--- TEXT FOR ANALYSIS ---

Since the first pair of tiny hands clutched one, the teddy bear has been a symbol of comfort to children. Operation Bobbi Bear, a human rights organization that assists sexually abused children in Amanzimtoti, KwaZulu-Natal, South Africa, has taken the solace of the teddy bear to new heights. The “Bobbi Bear” (a stuffed, canvas-covered toy bear) is used as a non-threatening means for children who have experienced sexual abuse to communicate the nature of the abuse.
When children come into Operation Bobbi Bear’s care, their medical needs are assessed and addressed; then, they sit with a counselor who gives them a Bobbi Bear and a pen and asks them to indicate by drawing on the bear, using words and pictures, what happened to them and where. Children who may not yet have the experience or words to articulate the scope of their trauma are able to indicate, with the help of the bear, the extent of their trauma.
This unobtrusive method crosses language barriers and prevents secondary trauma at the point of rescue (by allowing the children to communicate without verbally reliving the incident). It provides the criminal justice system and caregiver with a better understanding of what events transpired, enabling the initiation of appropriate health interventions (including for HIV/AIDS) as needed. After the children mark them up, the bears are kept safe so they can be used in legal investigations in lieu of the child having to appear in court or give testimony about personal and painful experiences in public in front of strangers.
Operation Bobbi Bear’s approach allows even the youngest of survivors to fully share what occurred to them, ensuring that the most appropriate and total medical care can be administered and heightening the chances that the perpetrator will be caught and prosecuted.

--- DATASET CONTENT ---

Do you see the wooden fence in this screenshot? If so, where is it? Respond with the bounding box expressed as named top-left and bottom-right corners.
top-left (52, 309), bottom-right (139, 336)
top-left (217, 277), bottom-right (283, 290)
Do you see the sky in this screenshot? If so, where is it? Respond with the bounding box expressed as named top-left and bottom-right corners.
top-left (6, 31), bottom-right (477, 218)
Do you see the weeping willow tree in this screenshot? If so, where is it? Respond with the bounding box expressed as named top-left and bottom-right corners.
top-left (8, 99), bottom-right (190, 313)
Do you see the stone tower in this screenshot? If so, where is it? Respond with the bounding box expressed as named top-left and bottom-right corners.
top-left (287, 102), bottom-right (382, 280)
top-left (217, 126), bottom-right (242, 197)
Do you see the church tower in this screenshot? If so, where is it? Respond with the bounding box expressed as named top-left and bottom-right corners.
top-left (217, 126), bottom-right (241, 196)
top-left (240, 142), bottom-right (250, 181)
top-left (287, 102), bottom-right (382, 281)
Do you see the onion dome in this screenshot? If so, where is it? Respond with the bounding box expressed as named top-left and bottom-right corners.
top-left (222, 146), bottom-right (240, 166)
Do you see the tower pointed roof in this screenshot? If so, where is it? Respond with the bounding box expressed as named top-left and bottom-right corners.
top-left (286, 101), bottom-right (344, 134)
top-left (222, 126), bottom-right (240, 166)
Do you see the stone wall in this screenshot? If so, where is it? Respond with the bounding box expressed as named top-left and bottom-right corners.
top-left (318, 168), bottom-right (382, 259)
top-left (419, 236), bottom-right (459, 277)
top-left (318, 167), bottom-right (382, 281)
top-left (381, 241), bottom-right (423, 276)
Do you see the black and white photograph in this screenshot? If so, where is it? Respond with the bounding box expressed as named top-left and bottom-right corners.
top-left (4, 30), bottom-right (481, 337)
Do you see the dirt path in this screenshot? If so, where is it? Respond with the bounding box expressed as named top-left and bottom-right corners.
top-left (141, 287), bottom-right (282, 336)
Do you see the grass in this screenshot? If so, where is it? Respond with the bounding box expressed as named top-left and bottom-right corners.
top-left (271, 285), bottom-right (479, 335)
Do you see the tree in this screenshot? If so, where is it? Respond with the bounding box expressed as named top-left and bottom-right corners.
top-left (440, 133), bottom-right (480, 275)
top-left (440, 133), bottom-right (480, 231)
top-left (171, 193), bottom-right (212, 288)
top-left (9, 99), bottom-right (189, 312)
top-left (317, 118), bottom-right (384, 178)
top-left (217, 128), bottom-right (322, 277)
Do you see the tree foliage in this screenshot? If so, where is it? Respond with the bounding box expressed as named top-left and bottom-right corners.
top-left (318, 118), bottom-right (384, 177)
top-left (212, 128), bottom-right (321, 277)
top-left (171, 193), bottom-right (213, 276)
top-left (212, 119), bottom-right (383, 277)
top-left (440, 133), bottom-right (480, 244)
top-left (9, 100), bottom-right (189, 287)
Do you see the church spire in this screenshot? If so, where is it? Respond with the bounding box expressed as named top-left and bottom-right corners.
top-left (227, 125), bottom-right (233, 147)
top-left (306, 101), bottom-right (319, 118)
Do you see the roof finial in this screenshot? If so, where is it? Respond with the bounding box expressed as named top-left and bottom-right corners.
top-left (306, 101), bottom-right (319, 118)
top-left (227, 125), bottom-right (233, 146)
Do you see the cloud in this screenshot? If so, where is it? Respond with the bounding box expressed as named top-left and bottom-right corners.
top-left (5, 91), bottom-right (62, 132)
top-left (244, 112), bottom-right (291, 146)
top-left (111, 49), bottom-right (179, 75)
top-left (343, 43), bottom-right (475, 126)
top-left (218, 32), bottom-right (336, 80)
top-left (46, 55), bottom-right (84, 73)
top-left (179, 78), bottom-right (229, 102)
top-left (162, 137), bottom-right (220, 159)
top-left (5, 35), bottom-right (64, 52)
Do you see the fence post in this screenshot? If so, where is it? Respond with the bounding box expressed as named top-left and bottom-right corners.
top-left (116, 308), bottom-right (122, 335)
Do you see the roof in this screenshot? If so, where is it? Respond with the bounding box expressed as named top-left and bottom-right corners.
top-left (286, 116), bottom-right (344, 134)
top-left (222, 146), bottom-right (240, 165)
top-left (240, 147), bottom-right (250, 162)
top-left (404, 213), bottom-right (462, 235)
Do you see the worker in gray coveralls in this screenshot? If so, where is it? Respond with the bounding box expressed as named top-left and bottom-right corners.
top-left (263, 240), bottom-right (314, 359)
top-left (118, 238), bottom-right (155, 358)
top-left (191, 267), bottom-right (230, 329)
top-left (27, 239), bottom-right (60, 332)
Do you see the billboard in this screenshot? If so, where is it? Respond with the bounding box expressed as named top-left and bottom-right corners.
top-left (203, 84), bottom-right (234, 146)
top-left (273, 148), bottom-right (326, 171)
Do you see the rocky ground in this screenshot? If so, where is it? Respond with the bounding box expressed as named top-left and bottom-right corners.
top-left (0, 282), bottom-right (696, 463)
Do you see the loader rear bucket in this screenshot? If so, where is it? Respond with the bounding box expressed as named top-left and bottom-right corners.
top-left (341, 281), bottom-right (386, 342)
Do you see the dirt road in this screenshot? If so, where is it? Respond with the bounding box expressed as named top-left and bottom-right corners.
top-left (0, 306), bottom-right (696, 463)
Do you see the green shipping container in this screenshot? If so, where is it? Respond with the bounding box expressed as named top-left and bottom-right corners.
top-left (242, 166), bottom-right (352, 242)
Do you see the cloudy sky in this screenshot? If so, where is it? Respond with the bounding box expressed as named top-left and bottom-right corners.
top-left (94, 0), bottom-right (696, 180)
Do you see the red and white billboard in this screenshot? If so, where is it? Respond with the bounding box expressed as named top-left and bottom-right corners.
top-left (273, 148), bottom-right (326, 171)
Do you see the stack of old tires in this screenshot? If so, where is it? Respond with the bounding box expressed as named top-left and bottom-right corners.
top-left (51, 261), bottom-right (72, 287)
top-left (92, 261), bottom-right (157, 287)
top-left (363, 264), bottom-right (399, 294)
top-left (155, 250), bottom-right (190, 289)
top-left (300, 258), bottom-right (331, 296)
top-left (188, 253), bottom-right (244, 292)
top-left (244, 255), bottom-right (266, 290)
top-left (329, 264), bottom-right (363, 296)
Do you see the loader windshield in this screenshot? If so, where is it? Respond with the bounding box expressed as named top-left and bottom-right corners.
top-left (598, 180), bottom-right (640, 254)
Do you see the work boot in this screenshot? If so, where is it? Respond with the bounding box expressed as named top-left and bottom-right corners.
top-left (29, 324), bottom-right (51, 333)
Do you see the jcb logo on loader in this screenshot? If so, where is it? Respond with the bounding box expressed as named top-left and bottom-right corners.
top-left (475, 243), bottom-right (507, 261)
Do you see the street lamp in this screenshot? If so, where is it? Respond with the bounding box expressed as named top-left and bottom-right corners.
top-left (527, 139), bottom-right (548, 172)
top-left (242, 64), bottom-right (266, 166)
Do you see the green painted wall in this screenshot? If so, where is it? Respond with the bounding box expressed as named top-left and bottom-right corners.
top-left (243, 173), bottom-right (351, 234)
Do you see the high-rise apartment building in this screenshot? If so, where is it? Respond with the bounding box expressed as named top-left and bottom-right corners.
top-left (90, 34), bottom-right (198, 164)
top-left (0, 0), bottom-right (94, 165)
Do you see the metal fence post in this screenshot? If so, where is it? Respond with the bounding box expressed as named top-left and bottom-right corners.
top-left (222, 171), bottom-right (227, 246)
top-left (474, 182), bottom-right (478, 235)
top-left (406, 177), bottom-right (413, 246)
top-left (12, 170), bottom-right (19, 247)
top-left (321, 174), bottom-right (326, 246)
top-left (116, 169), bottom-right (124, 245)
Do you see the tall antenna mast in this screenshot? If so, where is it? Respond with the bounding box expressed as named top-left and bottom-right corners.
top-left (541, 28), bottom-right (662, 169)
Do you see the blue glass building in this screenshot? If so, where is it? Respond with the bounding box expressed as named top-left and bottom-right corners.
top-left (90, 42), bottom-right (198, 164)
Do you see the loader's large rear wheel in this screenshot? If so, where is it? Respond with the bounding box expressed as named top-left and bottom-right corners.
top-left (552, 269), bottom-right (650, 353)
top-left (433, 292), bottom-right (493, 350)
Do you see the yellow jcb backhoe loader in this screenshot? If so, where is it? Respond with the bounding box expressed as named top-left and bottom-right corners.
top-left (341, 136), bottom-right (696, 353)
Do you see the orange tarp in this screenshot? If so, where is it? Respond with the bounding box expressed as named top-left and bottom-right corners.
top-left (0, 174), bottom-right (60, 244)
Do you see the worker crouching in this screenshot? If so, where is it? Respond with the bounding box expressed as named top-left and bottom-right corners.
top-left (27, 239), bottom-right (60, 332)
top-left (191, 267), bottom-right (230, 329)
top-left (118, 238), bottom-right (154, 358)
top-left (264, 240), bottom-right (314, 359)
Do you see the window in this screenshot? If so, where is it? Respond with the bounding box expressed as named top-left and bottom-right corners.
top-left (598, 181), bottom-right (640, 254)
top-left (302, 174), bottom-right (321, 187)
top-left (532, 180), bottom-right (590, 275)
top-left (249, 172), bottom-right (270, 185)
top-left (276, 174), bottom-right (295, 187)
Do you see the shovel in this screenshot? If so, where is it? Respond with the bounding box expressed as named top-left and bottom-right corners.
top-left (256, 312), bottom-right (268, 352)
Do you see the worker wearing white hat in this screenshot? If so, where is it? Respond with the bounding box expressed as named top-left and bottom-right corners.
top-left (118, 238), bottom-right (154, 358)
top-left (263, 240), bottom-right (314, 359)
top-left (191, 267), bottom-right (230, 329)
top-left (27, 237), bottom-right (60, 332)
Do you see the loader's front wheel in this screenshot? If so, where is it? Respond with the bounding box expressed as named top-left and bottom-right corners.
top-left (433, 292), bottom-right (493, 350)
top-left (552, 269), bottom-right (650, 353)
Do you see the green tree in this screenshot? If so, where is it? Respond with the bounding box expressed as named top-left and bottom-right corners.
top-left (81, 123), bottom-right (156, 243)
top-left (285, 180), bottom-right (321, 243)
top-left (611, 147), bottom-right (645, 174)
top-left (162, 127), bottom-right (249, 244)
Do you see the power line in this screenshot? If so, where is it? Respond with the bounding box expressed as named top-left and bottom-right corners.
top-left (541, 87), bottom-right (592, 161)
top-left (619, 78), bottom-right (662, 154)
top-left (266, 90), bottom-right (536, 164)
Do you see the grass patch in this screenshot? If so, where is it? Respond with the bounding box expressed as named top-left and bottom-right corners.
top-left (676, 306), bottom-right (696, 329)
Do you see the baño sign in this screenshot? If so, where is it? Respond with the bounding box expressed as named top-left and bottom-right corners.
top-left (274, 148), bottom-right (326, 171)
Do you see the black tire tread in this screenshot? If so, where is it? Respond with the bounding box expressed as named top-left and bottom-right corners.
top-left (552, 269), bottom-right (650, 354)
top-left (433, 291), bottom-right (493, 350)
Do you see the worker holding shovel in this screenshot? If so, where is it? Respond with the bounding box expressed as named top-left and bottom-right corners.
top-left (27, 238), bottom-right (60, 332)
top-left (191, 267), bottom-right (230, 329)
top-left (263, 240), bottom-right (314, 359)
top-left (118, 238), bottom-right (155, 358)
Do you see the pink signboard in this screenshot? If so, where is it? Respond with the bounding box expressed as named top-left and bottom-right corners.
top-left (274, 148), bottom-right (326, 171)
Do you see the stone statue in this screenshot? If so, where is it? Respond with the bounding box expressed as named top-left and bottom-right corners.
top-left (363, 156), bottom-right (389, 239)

---

Reproduce the full text about Operation Bobbi Bear, word for word.

Since the first pair of tiny hands clutched one, the teddy bear has been a symbol of comfort to children. Operation Bobbi Bear, a human rights organization that assists sexually abused children in Amanzimtoti, KwaZulu-Natal, South Africa, has taken the solace of the teddy bear to new heights. The “Bobbi Bear” (a stuffed, canvas-covered toy bear) is used as a non-threatening means for children who have experienced sexual abuse to communicate the nature of the abuse.
When children come into Operation Bobbi Bear’s care, their medical needs are assessed and addressed; then, they sit with a counselor who gives them a Bobbi Bear and a pen and asks them to indicate by drawing on the bear, using words and pictures, what happened to them and where. Children who may not yet have the experience or words to articulate the scope of their trauma are able to indicate, with the help of the bear, the extent of their trauma.
This unobtrusive method crosses language barriers and prevents secondary trauma at the point of rescue (by allowing the children to communicate without verbally reliving the incident). It provides the criminal justice system and caregiver with a better understanding of what events transpired, enabling the initiation of appropriate health interventions (including for HIV/AIDS) as needed. After the children mark them up, the bears are kept safe so they can be used in legal investigations in lieu of the child having to appear in court or give testimony about personal and painful experiences in public in front of strangers.
Operation Bobbi Bear’s approach allows even the youngest of survivors to fully share what occurred to them, ensuring that the most appropriate and total medical care can be administered and heightening the chances that the perpetrator will be caught and prosecuted.